■ Written problem:
Please reproduce the following data line for line, changing nothing.

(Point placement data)
============================================================
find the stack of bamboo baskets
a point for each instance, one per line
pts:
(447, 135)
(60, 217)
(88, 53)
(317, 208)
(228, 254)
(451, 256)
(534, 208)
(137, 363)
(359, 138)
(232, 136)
============================================================
■ Output below:
find the stack of bamboo baskets
a point for each instance, one per line
pts:
(447, 135)
(60, 217)
(88, 53)
(317, 208)
(228, 254)
(451, 256)
(534, 208)
(137, 363)
(359, 138)
(232, 136)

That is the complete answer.